Please count the lines in the records below that contain the string "tree". Reply with the number alone.

## BEGIN Extracted information

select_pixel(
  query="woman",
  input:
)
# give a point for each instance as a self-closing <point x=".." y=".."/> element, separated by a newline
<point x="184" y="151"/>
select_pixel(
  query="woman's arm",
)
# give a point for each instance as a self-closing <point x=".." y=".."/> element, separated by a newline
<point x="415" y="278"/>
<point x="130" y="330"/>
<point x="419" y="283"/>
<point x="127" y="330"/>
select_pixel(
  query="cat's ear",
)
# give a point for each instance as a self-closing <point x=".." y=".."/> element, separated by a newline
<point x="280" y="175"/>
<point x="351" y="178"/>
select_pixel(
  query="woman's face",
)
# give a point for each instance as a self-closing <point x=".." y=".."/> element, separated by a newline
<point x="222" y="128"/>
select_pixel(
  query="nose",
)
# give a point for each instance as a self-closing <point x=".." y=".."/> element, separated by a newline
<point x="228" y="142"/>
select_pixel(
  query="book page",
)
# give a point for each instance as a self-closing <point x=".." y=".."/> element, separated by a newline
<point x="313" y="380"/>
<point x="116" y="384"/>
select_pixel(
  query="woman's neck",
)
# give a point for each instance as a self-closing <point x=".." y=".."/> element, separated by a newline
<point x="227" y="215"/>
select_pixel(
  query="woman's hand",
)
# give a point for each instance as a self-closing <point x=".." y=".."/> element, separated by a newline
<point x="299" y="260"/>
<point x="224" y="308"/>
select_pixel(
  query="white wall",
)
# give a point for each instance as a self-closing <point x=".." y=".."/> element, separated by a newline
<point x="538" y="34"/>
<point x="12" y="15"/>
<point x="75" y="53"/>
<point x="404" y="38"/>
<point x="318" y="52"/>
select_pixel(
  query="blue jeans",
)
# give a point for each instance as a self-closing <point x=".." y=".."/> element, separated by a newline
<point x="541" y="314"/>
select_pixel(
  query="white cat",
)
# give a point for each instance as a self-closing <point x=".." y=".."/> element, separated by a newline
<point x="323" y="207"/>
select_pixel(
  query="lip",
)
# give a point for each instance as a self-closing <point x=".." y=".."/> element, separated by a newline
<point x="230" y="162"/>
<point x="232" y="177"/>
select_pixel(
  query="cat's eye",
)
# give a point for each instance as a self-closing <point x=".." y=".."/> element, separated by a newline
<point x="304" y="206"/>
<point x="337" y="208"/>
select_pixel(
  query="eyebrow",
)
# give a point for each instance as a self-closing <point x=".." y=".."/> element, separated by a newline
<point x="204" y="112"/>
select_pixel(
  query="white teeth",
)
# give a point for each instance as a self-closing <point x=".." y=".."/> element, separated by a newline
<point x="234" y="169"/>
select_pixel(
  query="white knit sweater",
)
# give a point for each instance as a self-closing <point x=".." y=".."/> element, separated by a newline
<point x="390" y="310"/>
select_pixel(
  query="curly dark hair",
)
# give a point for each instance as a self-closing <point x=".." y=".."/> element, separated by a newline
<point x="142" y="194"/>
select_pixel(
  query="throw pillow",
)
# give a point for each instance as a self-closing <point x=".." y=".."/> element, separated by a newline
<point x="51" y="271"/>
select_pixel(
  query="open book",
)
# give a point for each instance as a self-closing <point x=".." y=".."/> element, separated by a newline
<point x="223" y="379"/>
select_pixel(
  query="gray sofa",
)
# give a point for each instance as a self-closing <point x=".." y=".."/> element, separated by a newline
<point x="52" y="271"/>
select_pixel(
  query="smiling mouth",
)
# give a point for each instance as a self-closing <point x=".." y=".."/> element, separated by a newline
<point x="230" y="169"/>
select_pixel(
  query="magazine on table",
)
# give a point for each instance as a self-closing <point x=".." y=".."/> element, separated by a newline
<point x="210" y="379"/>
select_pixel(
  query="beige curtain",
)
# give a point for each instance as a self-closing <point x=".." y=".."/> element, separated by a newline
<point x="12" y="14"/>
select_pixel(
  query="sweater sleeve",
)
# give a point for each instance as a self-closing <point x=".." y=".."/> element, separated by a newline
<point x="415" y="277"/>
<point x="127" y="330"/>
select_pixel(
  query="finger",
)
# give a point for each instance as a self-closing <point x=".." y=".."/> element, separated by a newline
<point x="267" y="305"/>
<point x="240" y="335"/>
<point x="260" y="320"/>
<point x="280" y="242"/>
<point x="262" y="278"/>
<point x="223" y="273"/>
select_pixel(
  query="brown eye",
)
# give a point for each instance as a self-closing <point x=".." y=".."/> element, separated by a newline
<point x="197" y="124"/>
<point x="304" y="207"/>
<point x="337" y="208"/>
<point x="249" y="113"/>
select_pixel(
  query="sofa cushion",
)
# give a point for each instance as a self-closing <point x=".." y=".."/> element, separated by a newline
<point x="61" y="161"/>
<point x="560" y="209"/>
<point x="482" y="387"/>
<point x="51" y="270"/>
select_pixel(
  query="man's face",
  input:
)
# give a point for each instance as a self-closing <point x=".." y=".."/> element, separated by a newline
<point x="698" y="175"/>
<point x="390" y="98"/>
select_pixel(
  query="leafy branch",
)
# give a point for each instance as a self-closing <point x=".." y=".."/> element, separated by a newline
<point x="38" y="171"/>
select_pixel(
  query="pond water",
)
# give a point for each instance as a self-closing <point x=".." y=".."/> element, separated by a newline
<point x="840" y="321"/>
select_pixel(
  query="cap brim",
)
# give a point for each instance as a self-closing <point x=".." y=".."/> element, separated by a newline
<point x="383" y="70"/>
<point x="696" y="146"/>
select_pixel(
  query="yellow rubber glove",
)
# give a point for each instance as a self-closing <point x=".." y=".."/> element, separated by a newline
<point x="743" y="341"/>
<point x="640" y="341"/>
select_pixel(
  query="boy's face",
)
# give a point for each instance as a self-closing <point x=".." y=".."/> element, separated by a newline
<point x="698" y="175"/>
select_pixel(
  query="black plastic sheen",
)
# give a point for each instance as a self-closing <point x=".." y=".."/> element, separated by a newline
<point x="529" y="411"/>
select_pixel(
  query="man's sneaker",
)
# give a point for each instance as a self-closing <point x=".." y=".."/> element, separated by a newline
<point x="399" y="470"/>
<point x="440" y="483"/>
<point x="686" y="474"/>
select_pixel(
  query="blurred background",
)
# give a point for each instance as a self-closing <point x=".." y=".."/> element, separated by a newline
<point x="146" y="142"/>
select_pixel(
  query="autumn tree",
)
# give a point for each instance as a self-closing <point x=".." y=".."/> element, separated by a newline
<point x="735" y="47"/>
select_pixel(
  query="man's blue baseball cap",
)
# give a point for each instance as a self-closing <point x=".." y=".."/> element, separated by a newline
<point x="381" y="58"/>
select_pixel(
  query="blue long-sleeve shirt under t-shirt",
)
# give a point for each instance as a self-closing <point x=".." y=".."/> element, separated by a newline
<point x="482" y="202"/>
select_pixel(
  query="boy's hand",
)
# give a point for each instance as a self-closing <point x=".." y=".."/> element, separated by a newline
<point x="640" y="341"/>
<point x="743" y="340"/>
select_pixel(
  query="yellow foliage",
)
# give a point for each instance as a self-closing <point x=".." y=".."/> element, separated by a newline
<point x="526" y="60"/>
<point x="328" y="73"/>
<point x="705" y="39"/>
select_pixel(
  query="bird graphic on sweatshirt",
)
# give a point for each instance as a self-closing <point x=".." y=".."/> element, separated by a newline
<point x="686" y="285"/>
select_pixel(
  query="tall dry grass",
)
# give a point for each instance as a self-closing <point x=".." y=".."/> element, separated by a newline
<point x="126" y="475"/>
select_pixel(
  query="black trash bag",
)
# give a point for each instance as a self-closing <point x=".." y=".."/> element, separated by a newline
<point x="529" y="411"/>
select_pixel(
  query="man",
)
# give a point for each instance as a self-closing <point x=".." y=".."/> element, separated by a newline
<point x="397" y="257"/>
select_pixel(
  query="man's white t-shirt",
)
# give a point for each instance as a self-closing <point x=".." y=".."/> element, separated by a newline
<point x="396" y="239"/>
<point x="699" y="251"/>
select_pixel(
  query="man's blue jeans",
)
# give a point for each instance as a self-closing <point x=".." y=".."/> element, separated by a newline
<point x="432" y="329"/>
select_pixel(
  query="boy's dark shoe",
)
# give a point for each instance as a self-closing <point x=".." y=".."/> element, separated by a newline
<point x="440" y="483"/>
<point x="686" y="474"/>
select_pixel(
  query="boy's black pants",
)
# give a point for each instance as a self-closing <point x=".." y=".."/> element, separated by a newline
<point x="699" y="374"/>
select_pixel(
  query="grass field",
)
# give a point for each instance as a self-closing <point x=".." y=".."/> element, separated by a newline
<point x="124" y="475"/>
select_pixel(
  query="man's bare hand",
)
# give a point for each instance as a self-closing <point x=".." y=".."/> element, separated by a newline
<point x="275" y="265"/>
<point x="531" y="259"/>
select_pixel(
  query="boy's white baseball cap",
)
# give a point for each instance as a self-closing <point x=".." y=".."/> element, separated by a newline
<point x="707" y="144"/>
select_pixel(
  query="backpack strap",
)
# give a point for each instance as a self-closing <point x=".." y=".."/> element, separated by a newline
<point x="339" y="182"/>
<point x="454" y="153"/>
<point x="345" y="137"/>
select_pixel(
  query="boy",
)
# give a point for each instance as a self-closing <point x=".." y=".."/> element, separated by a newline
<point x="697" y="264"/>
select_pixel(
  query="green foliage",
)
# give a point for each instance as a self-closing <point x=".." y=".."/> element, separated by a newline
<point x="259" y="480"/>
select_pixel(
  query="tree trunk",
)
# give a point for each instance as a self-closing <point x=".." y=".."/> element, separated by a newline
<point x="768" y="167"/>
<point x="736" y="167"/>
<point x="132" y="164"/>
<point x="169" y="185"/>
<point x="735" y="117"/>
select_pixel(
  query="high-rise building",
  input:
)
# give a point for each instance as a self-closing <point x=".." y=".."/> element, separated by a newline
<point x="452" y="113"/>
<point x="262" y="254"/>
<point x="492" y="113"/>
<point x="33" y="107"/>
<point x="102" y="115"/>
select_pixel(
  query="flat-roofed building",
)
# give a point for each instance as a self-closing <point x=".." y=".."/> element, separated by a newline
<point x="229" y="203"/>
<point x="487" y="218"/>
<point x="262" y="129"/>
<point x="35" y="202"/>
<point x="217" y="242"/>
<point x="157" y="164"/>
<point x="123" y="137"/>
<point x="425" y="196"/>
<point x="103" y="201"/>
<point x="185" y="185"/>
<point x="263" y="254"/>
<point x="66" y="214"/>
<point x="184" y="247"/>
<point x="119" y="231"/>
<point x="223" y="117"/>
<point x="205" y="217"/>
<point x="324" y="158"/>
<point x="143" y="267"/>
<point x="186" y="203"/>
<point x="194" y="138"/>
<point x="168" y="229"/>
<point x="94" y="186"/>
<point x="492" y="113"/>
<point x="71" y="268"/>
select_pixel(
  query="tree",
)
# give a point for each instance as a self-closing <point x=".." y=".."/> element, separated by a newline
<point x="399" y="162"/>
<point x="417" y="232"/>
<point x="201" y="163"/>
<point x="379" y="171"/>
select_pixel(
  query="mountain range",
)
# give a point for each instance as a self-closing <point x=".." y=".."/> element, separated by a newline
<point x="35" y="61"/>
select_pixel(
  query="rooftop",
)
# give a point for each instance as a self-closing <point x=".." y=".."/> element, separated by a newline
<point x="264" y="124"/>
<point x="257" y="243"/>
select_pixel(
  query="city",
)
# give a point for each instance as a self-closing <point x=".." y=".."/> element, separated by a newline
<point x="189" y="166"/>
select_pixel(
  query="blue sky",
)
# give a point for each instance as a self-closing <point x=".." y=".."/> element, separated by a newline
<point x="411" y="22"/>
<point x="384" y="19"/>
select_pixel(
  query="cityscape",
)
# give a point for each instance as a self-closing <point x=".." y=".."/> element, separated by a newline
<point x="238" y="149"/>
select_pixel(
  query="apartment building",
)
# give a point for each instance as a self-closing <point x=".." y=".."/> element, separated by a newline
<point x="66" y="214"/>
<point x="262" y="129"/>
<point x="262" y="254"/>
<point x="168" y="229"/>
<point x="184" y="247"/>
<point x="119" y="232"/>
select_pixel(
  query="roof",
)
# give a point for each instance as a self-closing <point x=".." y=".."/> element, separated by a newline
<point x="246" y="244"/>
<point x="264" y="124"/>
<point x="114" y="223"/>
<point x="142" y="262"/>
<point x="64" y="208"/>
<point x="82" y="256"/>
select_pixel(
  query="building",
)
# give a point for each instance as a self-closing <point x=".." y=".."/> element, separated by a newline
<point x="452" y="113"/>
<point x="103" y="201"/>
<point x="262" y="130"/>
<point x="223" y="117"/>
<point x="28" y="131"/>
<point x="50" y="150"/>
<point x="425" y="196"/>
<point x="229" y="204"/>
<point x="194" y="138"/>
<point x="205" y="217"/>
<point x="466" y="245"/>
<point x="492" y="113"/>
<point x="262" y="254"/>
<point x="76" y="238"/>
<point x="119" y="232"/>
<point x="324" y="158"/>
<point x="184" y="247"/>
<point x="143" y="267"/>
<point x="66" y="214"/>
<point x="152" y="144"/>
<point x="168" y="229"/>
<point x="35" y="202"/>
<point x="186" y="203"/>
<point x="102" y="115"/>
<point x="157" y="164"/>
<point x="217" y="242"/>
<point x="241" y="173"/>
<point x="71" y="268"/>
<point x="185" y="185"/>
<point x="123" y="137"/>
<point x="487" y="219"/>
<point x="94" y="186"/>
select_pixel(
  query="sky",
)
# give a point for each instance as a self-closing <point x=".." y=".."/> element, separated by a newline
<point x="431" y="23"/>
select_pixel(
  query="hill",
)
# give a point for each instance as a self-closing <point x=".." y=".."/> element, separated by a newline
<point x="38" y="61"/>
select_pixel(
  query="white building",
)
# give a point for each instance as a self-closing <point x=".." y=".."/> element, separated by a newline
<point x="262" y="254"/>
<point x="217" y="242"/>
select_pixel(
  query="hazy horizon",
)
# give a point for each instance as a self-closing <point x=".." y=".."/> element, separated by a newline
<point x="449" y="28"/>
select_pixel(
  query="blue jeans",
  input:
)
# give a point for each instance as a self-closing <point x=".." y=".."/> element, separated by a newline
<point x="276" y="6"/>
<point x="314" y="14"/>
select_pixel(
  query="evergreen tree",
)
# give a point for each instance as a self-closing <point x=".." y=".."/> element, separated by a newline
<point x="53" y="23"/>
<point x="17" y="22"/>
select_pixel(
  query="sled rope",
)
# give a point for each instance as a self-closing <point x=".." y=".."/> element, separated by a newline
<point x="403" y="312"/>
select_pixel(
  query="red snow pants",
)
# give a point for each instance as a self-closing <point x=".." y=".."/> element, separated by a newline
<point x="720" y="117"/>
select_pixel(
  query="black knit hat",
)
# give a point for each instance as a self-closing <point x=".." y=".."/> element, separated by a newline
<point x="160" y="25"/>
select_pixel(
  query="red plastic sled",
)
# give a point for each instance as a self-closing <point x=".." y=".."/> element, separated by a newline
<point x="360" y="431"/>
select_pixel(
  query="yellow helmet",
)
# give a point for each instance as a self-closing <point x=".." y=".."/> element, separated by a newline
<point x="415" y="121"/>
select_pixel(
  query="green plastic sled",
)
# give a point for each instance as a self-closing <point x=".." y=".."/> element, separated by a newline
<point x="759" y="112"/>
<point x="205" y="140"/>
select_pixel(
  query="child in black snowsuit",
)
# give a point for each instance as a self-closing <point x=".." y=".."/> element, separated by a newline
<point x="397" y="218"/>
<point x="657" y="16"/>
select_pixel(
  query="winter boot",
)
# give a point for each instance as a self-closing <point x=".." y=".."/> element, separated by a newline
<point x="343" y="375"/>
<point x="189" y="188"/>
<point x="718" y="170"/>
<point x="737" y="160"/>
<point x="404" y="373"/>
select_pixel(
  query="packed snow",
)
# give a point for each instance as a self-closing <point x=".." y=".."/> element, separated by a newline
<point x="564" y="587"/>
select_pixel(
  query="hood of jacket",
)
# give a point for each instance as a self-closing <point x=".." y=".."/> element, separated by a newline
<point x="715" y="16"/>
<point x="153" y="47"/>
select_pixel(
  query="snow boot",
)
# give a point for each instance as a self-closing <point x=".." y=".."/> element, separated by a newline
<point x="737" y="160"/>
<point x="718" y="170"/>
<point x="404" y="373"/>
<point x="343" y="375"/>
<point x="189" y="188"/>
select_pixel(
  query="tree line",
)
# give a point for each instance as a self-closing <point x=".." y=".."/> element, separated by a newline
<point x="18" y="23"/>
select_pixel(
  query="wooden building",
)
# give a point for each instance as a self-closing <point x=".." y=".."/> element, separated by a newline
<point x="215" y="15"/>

## END Extracted information

— Answer to this problem —
5